GOAL A: Reproduce the rows verbatim, from the line with "Locate the chair" to the line with "pixel 625 311".

TEXT EXCERPT:
━━━━

Prof. Grosskurth has written a series of major biographies of such figures
as Lord Byron, Sigmund Freud, Havelock Ellis, John Addington Symons, and
Leslie Stephens. Her lecture is entitled Who is killing Biography? The
lecture, which is free and open to the public, begins at 8 p.m. in the Reid
Theatre, located in the Arts and Administration Building on Memorial's St.
John's campus.
Born in Toronto in the 1920s, Prof. Grosskurth did her undergraduate degree
in the Faculty of Arts and Science, studying English literature at Trinity
College, University of Toronto. She finished the degree in 1960 and went to
the University of London for her doctoral program, where her thesis was on
a 19th-century British writer named John Addington Symonds.
In the course of her research Grosskurth found Symond's previously unknown
autobiography, which revealed he was a homosexual, and turned her thesis
into a book. When the biography was published it sparked controversy by
overturning previous assumptions about one of Britain's esteemed men of
letters, but it also established her writing career. In 1965 the book won
the Governor General's award for non-fiction, and she was just named an
officer of the Order of Canada for the almost four decades of distinguished
work that followed it. The attention garnered by the Symonds biography led
to her being asked in 1965 to join the English department at University of
Toronto's oldest federated college, University College. The department
hired her along with two other women-the first female academics hired in
the department's history.

━━━━

GOAL B: From the text on Prof. Grosskurth, extract word for word the passage from "In the course" to "the department's history.".

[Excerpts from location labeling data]
━━━━

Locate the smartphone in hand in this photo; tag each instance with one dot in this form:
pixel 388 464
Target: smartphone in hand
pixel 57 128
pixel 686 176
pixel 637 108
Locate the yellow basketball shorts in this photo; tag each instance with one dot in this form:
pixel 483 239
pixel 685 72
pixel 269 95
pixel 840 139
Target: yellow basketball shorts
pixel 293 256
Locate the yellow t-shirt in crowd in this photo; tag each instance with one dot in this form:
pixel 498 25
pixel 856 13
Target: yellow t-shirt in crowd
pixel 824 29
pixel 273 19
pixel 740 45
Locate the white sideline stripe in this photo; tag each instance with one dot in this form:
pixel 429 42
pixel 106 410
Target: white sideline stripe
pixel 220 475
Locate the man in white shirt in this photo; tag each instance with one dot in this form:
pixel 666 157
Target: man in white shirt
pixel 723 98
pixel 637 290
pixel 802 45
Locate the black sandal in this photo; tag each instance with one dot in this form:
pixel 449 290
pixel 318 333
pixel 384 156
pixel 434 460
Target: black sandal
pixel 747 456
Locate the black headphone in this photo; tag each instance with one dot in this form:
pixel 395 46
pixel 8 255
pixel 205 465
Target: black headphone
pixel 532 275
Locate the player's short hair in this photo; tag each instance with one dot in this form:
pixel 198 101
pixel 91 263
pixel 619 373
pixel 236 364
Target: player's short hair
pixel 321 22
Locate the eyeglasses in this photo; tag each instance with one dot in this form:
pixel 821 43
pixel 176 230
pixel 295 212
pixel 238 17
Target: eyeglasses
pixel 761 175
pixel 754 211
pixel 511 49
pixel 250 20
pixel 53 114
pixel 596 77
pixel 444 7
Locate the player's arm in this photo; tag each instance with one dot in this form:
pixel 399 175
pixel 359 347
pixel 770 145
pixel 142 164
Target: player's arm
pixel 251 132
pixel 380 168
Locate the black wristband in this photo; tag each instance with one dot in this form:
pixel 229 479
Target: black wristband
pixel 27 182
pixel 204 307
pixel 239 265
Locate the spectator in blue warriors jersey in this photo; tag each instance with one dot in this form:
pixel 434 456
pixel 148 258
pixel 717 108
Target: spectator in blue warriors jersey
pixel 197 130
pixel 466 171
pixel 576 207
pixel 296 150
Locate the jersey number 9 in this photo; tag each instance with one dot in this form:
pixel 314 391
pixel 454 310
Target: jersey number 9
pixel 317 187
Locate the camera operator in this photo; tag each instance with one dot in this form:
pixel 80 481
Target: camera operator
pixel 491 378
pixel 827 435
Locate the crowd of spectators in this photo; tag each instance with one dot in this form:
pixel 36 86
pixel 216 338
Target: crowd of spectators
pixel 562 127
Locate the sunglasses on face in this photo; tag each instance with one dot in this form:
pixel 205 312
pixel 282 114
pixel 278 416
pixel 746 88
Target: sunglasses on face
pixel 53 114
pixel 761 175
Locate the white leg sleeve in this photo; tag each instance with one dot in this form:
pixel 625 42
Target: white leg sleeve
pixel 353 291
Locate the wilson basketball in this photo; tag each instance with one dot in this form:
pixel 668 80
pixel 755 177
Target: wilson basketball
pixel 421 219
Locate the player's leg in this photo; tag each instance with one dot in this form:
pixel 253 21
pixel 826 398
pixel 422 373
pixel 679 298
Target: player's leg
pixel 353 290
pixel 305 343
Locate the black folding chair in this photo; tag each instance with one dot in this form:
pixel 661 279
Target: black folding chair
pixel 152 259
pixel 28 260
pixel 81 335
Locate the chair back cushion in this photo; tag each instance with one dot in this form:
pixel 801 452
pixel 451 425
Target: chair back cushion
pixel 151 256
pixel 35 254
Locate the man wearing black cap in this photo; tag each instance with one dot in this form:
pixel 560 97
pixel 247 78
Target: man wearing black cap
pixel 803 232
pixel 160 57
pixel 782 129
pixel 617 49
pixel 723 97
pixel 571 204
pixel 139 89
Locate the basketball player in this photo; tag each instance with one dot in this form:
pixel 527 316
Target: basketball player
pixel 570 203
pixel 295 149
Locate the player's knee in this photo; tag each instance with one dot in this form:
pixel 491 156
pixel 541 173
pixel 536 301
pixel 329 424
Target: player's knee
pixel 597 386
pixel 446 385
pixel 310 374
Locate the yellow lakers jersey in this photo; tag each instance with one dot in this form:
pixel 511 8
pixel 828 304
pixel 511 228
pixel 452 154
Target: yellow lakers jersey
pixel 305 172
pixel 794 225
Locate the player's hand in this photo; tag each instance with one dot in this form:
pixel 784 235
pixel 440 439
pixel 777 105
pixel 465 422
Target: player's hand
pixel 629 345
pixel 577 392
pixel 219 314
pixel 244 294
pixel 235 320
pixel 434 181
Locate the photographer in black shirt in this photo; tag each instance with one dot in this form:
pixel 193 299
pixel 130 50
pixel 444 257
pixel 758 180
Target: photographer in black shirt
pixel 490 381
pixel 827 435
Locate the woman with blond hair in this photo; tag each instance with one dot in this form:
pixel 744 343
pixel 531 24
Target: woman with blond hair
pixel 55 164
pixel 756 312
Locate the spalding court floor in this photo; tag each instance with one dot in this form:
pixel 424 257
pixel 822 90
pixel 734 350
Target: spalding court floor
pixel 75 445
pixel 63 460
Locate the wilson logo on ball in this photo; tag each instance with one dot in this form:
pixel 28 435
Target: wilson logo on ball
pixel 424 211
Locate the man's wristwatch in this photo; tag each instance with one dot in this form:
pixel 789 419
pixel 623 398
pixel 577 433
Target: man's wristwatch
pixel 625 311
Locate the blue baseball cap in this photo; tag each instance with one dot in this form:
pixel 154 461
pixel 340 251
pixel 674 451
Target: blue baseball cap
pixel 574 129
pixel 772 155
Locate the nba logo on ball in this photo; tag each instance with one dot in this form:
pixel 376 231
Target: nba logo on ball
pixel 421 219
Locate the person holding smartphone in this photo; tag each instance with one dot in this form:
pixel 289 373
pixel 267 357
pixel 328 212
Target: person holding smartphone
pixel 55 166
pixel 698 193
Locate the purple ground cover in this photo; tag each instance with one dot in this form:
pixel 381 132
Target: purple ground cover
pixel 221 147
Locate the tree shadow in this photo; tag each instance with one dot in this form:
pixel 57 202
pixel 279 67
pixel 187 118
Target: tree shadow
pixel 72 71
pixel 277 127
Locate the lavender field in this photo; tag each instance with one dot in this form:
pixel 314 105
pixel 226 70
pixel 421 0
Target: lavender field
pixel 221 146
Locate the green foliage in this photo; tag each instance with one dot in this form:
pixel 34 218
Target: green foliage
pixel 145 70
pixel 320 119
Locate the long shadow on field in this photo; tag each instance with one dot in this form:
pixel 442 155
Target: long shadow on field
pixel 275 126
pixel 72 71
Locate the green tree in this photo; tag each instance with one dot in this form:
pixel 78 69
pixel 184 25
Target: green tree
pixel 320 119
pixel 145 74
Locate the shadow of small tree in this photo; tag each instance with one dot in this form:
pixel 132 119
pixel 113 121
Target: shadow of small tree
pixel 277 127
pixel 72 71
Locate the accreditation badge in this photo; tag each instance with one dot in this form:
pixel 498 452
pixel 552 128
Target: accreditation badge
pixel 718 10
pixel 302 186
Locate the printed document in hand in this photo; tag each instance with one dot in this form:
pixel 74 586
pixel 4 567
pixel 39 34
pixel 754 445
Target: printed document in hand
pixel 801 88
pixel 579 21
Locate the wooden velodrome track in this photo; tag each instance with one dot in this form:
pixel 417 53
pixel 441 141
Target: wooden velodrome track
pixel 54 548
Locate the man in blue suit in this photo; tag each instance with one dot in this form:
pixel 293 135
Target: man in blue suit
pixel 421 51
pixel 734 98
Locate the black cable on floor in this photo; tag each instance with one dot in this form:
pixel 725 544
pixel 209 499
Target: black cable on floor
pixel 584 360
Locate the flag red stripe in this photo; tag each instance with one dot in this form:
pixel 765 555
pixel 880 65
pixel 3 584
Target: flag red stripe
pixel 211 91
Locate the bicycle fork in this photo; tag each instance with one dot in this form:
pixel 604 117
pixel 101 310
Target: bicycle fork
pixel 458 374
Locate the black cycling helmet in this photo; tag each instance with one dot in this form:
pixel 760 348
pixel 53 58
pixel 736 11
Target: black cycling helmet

━━━━

WRITTEN SOLUTION A:
Locate the chair back cushion in this photo; tag each instance with one dot in this form:
pixel 801 452
pixel 451 425
Target: chair back cushion
pixel 151 256
pixel 35 254
Locate the man wearing black cap in this photo; tag each instance with one dot in this form:
pixel 560 97
pixel 247 78
Target: man wearing black cap
pixel 803 232
pixel 160 57
pixel 782 129
pixel 617 49
pixel 723 97
pixel 571 204
pixel 139 89
Locate the basketball player in this photo; tag each instance with one dot in this form:
pixel 527 316
Target: basketball player
pixel 570 203
pixel 295 149
Locate the player's knee in this photo; tag each instance with one dot in this form:
pixel 491 156
pixel 541 173
pixel 536 301
pixel 329 424
Target: player's knee
pixel 597 386
pixel 446 385
pixel 310 374
Locate the yellow lakers jersey in this photo; tag each instance with one dot in this form:
pixel 511 8
pixel 828 304
pixel 511 228
pixel 452 154
Target: yellow lakers jersey
pixel 305 172
pixel 794 225
Locate the player's hand in this photo; tag each instance with one dot in this form:
pixel 784 235
pixel 440 439
pixel 777 105
pixel 465 422
Target: player's hand
pixel 629 345
pixel 577 392
pixel 219 314
pixel 244 294
pixel 235 320
pixel 434 181
Locate the photographer in black shirt in this photo; tag each instance with one dot in this form:
pixel 193 299
pixel 130 50
pixel 444 257
pixel 758 180
Target: photographer in black shirt
pixel 490 381
pixel 827 435
Locate the woman with blond hair in this photo; tag each instance with one dot in this form:
pixel 744 343
pixel 531 24
Target: woman with blond hair
pixel 55 164
pixel 756 312
Locate the spalding court floor in this photo; tag each instance with one dot in this form:
pixel 424 257
pixel 822 90
pixel 734 350
Target: spalding court floor
pixel 75 445
pixel 63 460
Locate the wilson logo on ball in this photo; tag each instance with one dot in this form:
pixel 28 435
Target: wilson logo on ball
pixel 424 211
Locate the man's wristwatch in this photo; tag each instance with one dot in this form:
pixel 789 419
pixel 623 398
pixel 577 433
Target: man's wristwatch
pixel 625 311

WRITTEN SOLUTION B:
In the course of her research Grosskurth found Symond's previously unknown
autobiography, which revealed he was a homosexual, and turned her thesis
into a book. When the biography was published it sparked controversy by
overturning previous assumptions about one of Britain's esteemed men of
letters, but it also established her writing career. In 1965 the book won
the Governor General's award for non-fiction, and she was just named an
officer of the Order of Canada for the almost four decades of distinguished
work that followed it. The attention garnered by the Symonds biography led
to her being asked in 1965 to join the English department at University of
Toronto's oldest federated college, University College. The department
hired her along with two other women-the first female academics hired in
the department's history.